TASK PROMPT
Update the material from its start through the line that has "column 101, row 69" by replacing "thickest" with "widest" and changing nothing else. Leave out the pictures.

DATASET
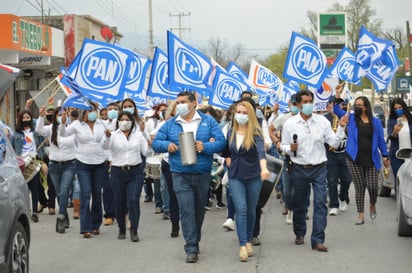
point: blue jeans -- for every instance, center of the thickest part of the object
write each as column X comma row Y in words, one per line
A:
column 108, row 198
column 191, row 192
column 90, row 180
column 302, row 179
column 245, row 194
column 173, row 205
column 337, row 169
column 62, row 176
column 127, row 187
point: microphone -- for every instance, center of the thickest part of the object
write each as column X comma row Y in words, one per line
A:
column 295, row 138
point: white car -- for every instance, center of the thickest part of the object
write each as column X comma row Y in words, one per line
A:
column 404, row 193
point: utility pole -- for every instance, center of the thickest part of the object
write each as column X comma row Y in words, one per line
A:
column 180, row 28
column 151, row 44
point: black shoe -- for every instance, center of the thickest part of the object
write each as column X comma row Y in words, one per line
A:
column 122, row 234
column 175, row 230
column 35, row 218
column 60, row 224
column 66, row 221
column 191, row 258
column 133, row 236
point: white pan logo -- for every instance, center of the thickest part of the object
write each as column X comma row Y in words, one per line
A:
column 101, row 69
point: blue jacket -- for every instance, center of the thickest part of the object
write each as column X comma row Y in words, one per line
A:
column 208, row 128
column 395, row 140
column 245, row 164
column 378, row 139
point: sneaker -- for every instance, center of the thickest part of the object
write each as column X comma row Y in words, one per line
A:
column 108, row 221
column 256, row 241
column 220, row 205
column 289, row 217
column 343, row 206
column 229, row 224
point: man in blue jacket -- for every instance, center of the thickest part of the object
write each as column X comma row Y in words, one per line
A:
column 190, row 182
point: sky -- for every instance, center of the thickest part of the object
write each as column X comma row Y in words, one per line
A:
column 260, row 26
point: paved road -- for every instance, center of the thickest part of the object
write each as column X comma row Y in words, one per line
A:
column 373, row 247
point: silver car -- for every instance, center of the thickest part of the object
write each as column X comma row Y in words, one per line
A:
column 14, row 212
column 404, row 193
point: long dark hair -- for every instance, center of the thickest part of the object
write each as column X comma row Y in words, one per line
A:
column 55, row 126
column 401, row 102
column 19, row 123
column 368, row 110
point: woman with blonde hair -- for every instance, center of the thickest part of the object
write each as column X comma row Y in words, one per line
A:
column 246, row 161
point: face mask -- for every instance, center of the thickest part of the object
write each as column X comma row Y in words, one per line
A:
column 241, row 118
column 358, row 111
column 112, row 114
column 74, row 113
column 399, row 112
column 92, row 116
column 129, row 109
column 26, row 123
column 294, row 109
column 182, row 109
column 307, row 109
column 125, row 125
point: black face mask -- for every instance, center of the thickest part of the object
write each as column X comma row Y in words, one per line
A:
column 74, row 113
column 26, row 123
column 358, row 111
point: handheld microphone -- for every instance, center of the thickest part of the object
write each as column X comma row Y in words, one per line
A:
column 295, row 139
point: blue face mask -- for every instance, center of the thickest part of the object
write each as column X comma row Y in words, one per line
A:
column 112, row 114
column 399, row 112
column 294, row 109
column 241, row 118
column 307, row 109
column 92, row 116
column 129, row 109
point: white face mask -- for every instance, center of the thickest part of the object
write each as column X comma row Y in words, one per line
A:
column 182, row 109
column 125, row 125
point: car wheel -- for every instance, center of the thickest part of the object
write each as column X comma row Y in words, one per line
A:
column 18, row 256
column 403, row 228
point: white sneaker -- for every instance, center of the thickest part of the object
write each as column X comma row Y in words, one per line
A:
column 229, row 224
column 289, row 217
column 333, row 212
column 343, row 206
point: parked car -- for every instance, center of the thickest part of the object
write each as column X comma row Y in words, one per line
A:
column 14, row 212
column 404, row 194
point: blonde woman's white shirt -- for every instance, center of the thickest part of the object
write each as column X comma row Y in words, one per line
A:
column 66, row 149
column 126, row 151
column 89, row 143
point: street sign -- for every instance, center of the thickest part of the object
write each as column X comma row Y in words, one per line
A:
column 403, row 84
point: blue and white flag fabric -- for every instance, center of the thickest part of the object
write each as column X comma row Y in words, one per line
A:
column 369, row 50
column 135, row 76
column 75, row 98
column 384, row 69
column 159, row 77
column 188, row 67
column 226, row 90
column 289, row 88
column 305, row 62
column 344, row 65
column 102, row 71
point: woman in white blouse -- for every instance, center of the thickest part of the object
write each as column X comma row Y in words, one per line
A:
column 126, row 145
column 61, row 164
column 90, row 167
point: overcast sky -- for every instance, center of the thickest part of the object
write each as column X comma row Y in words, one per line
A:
column 261, row 26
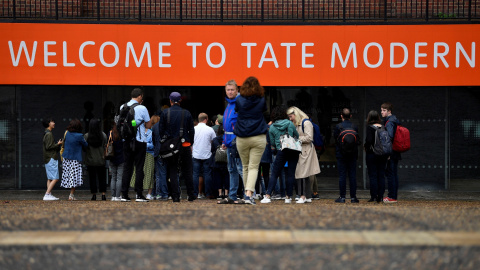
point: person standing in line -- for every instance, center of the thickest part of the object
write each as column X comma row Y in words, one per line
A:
column 135, row 151
column 50, row 158
column 375, row 164
column 391, row 122
column 308, row 161
column 149, row 166
column 281, row 125
column 201, row 154
column 116, row 164
column 229, row 142
column 95, row 160
column 346, row 161
column 161, row 187
column 251, row 130
column 170, row 127
column 72, row 157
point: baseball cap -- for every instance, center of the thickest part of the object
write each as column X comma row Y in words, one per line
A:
column 175, row 97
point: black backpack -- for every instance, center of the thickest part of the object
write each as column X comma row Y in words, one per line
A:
column 126, row 128
column 348, row 140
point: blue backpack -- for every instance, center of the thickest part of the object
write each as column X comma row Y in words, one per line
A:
column 317, row 136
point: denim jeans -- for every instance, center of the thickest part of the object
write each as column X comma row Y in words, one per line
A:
column 279, row 165
column 235, row 170
column 347, row 166
column 376, row 166
column 392, row 177
column 202, row 165
column 161, row 187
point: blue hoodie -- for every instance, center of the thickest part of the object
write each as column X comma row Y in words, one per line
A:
column 229, row 121
column 391, row 123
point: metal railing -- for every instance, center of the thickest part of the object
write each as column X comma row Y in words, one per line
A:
column 246, row 11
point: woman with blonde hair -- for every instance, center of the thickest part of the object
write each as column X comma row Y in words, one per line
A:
column 251, row 132
column 308, row 161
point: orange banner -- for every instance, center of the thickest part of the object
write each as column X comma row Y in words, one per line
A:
column 372, row 55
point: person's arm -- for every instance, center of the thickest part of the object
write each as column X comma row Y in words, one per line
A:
column 307, row 136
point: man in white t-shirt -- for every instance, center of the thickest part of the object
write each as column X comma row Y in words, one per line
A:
column 201, row 154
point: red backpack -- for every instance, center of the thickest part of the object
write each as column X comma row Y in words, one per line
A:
column 401, row 140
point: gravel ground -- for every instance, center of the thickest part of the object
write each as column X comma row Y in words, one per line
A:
column 425, row 211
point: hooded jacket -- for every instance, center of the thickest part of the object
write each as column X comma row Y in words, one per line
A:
column 229, row 120
column 250, row 120
column 391, row 123
column 279, row 128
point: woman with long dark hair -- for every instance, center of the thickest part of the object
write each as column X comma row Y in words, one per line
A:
column 251, row 132
column 281, row 125
column 95, row 158
column 72, row 157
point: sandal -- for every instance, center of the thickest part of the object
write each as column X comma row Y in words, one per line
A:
column 225, row 201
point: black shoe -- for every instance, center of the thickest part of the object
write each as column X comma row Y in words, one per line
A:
column 141, row 198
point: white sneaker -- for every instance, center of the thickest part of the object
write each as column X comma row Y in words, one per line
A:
column 300, row 200
column 49, row 197
column 266, row 200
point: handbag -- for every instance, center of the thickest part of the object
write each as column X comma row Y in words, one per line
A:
column 221, row 155
column 289, row 142
column 109, row 151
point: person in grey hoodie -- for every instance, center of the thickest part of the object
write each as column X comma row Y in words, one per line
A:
column 280, row 126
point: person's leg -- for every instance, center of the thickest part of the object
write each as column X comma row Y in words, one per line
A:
column 118, row 188
column 207, row 176
column 342, row 171
column 395, row 177
column 196, row 173
column 127, row 169
column 277, row 168
column 381, row 167
column 232, row 170
column 389, row 174
column 257, row 147
column 292, row 158
column 172, row 165
column 372, row 175
column 92, row 177
column 102, row 179
column 352, row 177
column 140, row 153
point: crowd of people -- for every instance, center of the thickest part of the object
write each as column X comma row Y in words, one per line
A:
column 237, row 157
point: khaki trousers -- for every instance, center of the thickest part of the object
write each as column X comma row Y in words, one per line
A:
column 251, row 150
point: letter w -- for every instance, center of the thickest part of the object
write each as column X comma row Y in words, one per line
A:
column 351, row 49
column 23, row 46
column 146, row 47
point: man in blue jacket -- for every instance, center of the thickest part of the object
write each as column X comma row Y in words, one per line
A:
column 229, row 120
column 169, row 127
column 391, row 173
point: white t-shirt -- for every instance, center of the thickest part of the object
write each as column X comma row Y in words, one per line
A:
column 202, row 142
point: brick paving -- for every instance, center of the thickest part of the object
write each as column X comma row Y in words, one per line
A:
column 427, row 230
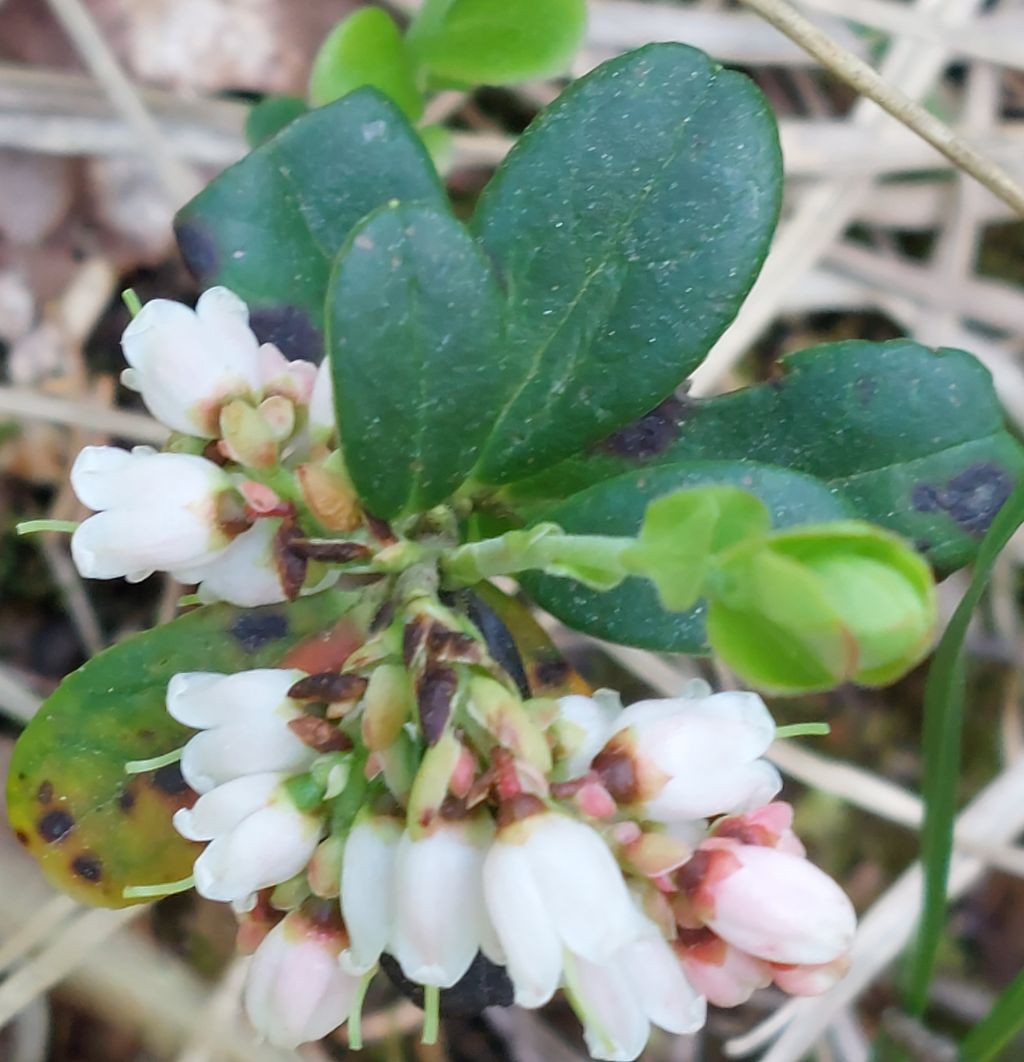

COMPLETED EXERCISE
point: blue jeans -- for every instance, center of the widest part of the object
write each as column X comma row Y in words, one per line
A:
column 108, row 198
column 191, row 192
column 90, row 180
column 302, row 179
column 245, row 194
column 173, row 205
column 337, row 169
column 62, row 176
column 127, row 187
point: microphone -- for every instance, center of the widest part of the object
write each as column X comma row Y in words, one per line
A:
column 295, row 138
point: white car -- for every instance, center of the widest part of the object
write each as column X comma row Y in words, one per line
A:
column 404, row 193
point: utility pole -- for every instance, center of the widest part of the object
write each as column X comma row Y in words, one per line
A:
column 180, row 28
column 151, row 44
point: black shoe -- for every instance, center of the widest part of the object
write each as column X comma row Y in words, one per line
A:
column 122, row 234
column 175, row 230
column 35, row 218
column 60, row 224
column 66, row 221
column 191, row 258
column 133, row 236
point: white pan logo -- for every instance, center of the widest part of the object
write each as column X comma row Y in words, one per line
A:
column 101, row 69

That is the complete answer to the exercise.